━━━ INFORMATION PROVIDED ━━━
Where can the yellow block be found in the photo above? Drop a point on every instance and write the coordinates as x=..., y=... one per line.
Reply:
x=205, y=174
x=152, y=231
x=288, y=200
━━━
● WHAT YOU ARE ASKED TO DO: Rewrite the material above with "yellow" swapped for "red", keeping everything else unchanged.

● SOLVED PROBLEM:
Where can the red block be found in the photo above? Drop a point on every instance and write the coordinates as x=..., y=... one per line.
Reply:
x=205, y=174
x=152, y=231
x=288, y=200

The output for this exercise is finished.